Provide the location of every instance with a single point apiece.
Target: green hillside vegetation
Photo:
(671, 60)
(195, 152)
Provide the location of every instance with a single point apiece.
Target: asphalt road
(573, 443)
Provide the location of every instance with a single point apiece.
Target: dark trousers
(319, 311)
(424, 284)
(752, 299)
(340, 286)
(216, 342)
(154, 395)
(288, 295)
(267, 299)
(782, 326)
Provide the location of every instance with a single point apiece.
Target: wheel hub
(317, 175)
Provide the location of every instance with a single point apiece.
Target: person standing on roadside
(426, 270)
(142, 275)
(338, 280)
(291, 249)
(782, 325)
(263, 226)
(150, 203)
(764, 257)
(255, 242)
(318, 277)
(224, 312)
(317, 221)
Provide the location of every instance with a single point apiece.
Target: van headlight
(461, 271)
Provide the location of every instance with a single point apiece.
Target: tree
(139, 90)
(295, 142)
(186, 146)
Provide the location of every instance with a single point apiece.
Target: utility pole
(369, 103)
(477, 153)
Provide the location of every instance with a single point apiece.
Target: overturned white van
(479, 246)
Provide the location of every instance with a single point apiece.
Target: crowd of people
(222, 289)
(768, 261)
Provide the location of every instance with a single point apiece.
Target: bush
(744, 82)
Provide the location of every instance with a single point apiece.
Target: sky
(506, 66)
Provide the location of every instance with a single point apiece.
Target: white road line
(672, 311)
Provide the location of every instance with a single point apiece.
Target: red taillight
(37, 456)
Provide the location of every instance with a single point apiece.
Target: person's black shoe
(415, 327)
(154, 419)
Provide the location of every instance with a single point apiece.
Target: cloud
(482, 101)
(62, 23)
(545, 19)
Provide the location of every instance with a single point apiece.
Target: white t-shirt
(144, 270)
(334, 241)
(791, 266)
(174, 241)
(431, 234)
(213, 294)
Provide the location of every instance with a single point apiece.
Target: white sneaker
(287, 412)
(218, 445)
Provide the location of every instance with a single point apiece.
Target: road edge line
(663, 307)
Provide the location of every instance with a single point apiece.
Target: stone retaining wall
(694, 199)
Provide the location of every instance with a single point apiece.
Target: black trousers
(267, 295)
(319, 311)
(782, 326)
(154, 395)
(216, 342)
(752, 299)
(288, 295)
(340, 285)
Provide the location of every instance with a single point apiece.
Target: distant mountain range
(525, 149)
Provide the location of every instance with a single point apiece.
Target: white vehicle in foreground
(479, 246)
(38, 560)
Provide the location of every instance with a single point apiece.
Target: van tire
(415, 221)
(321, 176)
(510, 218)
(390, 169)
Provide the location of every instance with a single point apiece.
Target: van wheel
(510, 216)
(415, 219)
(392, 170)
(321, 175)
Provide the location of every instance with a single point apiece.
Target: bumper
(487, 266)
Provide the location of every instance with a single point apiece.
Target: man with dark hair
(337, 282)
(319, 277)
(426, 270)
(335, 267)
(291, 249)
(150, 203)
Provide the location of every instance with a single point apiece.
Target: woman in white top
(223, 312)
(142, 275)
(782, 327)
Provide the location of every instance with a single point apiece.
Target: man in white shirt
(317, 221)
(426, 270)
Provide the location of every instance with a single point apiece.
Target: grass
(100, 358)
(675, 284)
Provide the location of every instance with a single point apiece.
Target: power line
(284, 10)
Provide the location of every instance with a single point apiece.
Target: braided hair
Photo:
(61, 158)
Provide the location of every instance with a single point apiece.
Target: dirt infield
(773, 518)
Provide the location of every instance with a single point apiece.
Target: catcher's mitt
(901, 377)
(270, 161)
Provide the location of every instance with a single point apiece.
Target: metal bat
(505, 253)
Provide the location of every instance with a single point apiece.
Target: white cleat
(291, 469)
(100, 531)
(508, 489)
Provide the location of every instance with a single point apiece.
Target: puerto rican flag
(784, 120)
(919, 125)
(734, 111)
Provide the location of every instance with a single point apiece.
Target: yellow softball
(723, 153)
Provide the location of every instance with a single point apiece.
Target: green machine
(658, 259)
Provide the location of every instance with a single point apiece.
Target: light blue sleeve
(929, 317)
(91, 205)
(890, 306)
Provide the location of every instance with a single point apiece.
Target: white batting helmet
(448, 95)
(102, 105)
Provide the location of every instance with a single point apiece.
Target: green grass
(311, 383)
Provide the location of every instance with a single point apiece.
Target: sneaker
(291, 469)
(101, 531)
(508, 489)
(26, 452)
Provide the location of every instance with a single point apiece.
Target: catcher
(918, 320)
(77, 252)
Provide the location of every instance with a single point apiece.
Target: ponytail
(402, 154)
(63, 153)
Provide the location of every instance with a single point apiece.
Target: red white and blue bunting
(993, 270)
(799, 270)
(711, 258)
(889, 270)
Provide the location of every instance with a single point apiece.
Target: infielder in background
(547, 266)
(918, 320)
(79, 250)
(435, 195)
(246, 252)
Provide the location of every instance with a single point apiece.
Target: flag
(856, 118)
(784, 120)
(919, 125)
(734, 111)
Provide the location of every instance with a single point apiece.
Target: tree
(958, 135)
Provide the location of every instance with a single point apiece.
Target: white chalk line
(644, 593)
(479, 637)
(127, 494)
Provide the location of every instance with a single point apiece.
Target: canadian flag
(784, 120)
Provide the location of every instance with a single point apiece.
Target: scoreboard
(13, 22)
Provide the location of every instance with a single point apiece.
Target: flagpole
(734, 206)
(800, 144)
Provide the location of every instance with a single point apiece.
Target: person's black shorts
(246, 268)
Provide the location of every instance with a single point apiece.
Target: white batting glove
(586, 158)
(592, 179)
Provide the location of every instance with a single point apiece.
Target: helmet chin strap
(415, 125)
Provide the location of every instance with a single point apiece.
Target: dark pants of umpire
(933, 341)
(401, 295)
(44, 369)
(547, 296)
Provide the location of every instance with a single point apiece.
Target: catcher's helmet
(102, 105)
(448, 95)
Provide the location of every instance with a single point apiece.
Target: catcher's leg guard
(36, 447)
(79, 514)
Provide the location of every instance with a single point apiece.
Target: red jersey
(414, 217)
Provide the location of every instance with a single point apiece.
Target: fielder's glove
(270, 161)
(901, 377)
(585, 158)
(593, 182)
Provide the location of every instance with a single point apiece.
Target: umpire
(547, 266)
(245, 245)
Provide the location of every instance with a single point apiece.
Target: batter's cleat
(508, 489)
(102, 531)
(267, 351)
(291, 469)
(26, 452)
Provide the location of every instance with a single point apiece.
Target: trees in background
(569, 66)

* What to work on
Pull out every line of the items above that contains the string "white", matching case exactly.

* Solution to this problem
Target: overturned white van
Target: white road line
Target: white t-shirt
Target: white sneaker
Target: white vehicle in foreground
Target: woman in white top
Target: man in white shirt
Target: white cleat
Target: white batting helmet
Target: red white and blue bunting
Target: white chalk line
Target: white batting glove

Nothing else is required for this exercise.